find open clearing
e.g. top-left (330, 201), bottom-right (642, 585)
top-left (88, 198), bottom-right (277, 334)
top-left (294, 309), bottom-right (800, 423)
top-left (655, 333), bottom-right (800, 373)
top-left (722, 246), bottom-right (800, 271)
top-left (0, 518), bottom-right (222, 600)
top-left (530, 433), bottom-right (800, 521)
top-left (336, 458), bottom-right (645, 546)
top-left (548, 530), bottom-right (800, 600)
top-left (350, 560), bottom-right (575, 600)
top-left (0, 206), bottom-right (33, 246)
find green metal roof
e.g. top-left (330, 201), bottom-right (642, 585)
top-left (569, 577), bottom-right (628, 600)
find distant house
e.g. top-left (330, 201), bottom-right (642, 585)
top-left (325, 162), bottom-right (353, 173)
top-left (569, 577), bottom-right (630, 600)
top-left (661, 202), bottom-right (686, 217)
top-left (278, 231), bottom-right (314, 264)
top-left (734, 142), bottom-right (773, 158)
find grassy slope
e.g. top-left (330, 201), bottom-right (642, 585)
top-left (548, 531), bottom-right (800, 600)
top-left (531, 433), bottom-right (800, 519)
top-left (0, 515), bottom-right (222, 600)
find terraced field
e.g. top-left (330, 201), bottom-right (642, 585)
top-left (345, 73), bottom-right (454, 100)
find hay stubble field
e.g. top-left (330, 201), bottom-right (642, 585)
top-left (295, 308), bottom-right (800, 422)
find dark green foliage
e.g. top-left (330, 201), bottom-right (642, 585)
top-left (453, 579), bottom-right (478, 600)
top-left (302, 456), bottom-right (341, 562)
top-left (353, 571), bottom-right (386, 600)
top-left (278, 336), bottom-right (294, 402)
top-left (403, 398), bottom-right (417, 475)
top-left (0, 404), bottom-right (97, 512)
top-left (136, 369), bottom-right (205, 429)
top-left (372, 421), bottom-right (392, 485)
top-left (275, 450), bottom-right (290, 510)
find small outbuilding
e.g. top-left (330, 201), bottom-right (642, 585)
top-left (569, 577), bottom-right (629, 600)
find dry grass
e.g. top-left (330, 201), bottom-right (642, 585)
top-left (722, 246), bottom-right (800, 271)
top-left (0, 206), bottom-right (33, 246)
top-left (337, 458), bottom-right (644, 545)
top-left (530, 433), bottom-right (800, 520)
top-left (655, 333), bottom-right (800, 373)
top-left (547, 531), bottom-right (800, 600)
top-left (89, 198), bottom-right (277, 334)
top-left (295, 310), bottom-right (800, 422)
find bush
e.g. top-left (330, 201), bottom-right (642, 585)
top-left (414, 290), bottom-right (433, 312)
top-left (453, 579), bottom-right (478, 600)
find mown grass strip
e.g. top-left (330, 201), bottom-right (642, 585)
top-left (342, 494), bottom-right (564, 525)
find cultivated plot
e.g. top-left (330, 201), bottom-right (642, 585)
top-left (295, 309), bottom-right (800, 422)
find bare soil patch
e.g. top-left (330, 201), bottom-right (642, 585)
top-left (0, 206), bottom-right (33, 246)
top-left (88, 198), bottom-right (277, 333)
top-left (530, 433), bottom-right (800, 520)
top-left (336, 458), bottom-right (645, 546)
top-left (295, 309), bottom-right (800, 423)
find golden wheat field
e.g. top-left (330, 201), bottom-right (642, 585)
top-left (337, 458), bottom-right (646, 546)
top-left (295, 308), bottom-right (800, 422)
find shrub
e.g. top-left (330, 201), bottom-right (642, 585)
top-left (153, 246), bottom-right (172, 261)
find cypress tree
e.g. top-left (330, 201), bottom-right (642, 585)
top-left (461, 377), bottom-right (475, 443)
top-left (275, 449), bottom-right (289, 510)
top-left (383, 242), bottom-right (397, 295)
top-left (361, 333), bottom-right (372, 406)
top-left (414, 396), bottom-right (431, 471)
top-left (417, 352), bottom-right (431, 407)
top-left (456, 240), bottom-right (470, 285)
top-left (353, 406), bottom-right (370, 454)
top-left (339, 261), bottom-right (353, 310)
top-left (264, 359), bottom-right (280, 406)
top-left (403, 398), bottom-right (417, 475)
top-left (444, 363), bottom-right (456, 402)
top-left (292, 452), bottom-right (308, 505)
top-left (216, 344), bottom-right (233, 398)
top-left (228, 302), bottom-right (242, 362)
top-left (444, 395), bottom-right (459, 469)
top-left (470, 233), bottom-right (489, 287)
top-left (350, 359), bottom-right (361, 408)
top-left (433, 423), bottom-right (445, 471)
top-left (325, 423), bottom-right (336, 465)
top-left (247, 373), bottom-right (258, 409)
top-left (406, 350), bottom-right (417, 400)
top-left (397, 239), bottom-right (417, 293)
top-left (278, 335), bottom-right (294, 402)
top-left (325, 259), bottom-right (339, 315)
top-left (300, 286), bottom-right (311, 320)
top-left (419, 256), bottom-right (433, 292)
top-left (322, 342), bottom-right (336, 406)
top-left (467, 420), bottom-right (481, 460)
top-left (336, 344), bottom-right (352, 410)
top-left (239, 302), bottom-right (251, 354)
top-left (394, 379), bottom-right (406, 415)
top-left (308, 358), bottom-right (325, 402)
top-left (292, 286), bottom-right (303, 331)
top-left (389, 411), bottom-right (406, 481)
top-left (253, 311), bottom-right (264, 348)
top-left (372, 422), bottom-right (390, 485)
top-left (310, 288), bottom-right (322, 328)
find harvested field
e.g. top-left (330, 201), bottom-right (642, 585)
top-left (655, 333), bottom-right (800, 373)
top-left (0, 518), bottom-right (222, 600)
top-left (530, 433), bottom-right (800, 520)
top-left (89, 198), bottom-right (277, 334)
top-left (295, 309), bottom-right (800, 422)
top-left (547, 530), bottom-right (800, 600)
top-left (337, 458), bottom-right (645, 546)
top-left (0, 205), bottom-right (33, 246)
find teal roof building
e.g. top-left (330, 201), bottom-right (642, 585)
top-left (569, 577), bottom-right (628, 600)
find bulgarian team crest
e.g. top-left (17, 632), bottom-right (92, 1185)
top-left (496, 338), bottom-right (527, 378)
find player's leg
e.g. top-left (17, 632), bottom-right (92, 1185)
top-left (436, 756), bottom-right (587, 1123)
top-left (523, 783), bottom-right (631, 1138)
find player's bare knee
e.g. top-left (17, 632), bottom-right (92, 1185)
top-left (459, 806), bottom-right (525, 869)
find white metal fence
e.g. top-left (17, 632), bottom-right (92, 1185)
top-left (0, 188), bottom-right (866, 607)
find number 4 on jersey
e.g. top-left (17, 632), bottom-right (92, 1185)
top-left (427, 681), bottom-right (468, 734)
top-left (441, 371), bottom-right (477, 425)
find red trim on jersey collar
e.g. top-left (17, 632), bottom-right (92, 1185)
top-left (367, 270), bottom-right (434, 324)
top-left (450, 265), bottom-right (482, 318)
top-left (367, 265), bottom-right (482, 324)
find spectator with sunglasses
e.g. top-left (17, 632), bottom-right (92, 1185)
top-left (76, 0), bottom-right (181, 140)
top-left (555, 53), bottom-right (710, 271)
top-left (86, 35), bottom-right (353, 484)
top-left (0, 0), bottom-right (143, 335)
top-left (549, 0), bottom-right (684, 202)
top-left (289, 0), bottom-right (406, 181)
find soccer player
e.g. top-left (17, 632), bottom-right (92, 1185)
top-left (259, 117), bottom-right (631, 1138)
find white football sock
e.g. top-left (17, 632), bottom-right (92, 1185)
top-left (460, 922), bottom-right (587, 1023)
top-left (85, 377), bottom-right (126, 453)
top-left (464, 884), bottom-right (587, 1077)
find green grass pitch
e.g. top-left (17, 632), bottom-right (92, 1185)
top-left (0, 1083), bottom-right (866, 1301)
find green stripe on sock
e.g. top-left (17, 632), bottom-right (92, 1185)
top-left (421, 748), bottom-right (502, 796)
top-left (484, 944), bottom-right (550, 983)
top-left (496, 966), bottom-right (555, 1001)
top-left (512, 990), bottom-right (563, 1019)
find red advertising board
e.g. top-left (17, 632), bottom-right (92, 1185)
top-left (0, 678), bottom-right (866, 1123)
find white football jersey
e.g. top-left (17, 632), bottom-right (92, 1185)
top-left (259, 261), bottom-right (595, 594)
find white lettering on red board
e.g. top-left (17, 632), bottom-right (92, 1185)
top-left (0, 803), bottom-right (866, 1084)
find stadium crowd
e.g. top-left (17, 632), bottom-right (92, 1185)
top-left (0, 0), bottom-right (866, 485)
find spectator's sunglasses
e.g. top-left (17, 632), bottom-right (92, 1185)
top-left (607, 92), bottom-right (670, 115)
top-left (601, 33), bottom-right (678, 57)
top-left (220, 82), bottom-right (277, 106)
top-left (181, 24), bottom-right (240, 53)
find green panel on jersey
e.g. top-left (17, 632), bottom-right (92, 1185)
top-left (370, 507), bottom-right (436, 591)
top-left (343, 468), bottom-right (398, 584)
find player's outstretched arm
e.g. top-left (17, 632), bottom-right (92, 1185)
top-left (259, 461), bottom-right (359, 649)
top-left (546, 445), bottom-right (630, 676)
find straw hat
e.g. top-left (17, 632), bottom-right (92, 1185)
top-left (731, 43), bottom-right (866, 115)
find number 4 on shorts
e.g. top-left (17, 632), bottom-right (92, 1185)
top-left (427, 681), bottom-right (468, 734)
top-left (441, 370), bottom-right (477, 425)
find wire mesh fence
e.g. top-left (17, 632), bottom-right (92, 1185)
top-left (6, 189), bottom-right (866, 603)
◆ ◆ ◆ ◆ ◆ ◆ ◆
### [What to do]
Repeat, without changes, every line from the one that contains "find green panel on jersey" through the final line of the data.

### [Written reply]
find green panel on jersey
e.g. top-left (17, 632), bottom-right (92, 1185)
top-left (370, 507), bottom-right (436, 591)
top-left (343, 468), bottom-right (398, 584)
find player's outstretched arm
e.g. top-left (17, 632), bottom-right (92, 1185)
top-left (259, 461), bottom-right (359, 649)
top-left (546, 445), bottom-right (630, 676)
find straw hat
e.g. top-left (17, 632), bottom-right (92, 1185)
top-left (731, 43), bottom-right (866, 115)
find number 4 on shorts
e.g. top-left (17, 632), bottom-right (92, 1185)
top-left (427, 681), bottom-right (468, 734)
top-left (441, 370), bottom-right (477, 425)
find wire mesh fence
e.g. top-left (17, 632), bottom-right (92, 1185)
top-left (6, 189), bottom-right (866, 603)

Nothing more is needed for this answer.